- [EXCERPTED TEXT]:
[petsc-users] SEGV on KSPSolve with mutliple processors

Barry Smith bsmith at mcs.anl.gov
Tue Jun 18 15:52:30 CDT 2013


   If possible you would also benefit from running the debug version under valgrind http://www.mcs.anl.gov/petsc/documentation/faq.html#valgrind   it is possible memory corruption has taken place before the point where the code crashes, valgrind will help identify any memory corruption as soon as it takes place.

    Barry

On Jun 18, 2013, at 2:15 PM, Dave May <dave.mayhem23 at gmail.com> wrote:

> You should recompile your code using a debug build of petsc so you get some meaningful info from the stack trace when the Segv occurs.
> 
> Dave
> 
> 
> On Tuesday, 18 June 2013, Brendan C Lyons wrote:
> Hi everyone,
> 
> I've run into a strange problem in my Fortran 90 code where it runs fine with 1 processor, but then throws a segmentation fault on KSPSolve() when I try to run it in parallel.  I'm using PETSc 3.3 with the SuperLU direct solver for the sequential case and SuperLU_dist for the parallel case.  I've called KSPView before and after KSPSolve.  I'll put the KSPView output for the sequential and parallel cases and the crash info for the parallel case below (with some details of my system redacted).  Any help would be appreciated.  If you need any other information, I'm happy to provide it.

- [REQUIREMENT]: In the PETSc thread above, which direct solver is used for the parallel case?

- [COLLECTED DATA]:
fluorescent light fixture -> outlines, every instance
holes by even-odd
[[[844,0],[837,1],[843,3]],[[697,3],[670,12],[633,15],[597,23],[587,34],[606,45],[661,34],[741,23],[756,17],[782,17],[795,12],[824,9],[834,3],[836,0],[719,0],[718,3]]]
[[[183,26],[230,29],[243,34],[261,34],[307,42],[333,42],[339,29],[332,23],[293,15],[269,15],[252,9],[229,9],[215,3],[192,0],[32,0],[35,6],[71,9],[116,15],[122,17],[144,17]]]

- [WORKED SOLUTION]: SuperLU_dist